* **Problema 1**
Según el texto sobre la reducción del déficit, ¿cuáles son las dos vías para abordar esa reducción?
* **Problema 2**
Reproduce sin cambios el fragmento del texto sobre la reducción del déficit que va de "Este es el sentido" a "fiscal común europea.", ambos incluidos.

Este es el sentido de las decisiones adoptadas en las últimas cumbres europeas; para garantizar la estabilidad de la Unión Europea y de su moneda, es necesario profundizar en la unión política, que vaya más allá de lo que hasta ahora ha sido una pura unión económica y monetaria. Es necesaria, pues, la armonización fiscal europea, que implica avanzar hacia una política fiscal común europea.


Pero para todo ello, y sea cual sea el resultado de la negociación indicada o de las velocidades que se adopten, nos vemos obligados, en definitiva, a la reducción del déficit. ¿Cómo debe abordarse dicha reducción? Evidentemente, existen dos vías, que no son incompatibles: aumento de los ingresos y reducción de los gastos.


El aumento de los ingresos será posible, y se producirá de manera natural, cuando se reactive la actividad económica, mediante el aumento natural de las bases impositivas. Sin embargo, un aumento de los ingresos por vía del aumento de impuestos, tal como la emprendida por el gobierno, es contraria a la lógica económica y no estaba contemplada en las propuestas de los economistas (al menos, de los que se encuentran dentro del paradigma comúnmente aceptado), incluidos los propios miembros del gobierno. Ya me he referido en otras ocasiones a los efectos negativos generales de los impuestos sobre la actividad económica (“Comentario crítico a Sartorius (II): ¿Es de izquierdas subir (o bajar) los impuestos, especialmente las rentas de capital?”) y sobre las consecuencias nefastas de la decisión del gobierno de subir los impuestos en estos momentos (“Se desveló el programa oculto del PP”), y por tanto no insistiré sobre ello.

* **Material de origen**

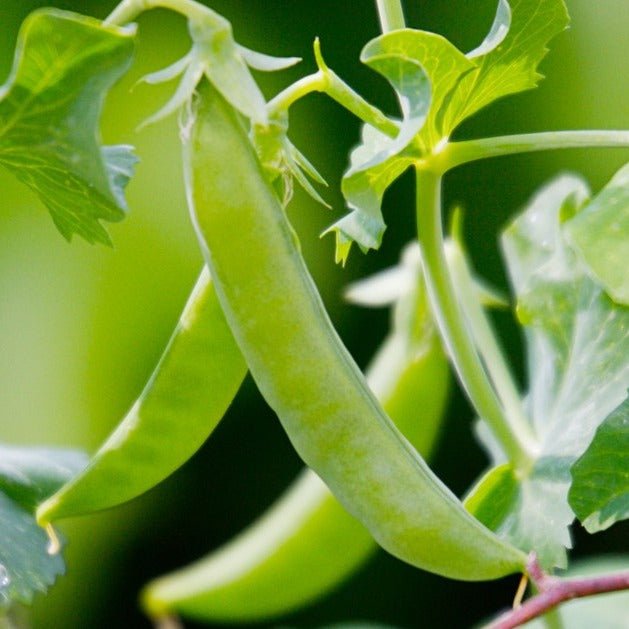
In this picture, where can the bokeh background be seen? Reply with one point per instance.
(81, 327)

* **Solución detallada 1**
El aumento de los ingresos y la reducción de los gastos.

* **Solución detallada 2**
Este es el sentido de las decisiones adoptadas en las últimas cumbres europeas; para garantizar la estabilidad de la Unión Europea y de su moneda, es necesario profundizar en la unión política, que vaya más allá de lo que hasta ahora ha sido una pura unión económica y monetaria. Es necesaria, pues, la armonización fiscal europea, que implica avanzar hacia una política fiscal común europea.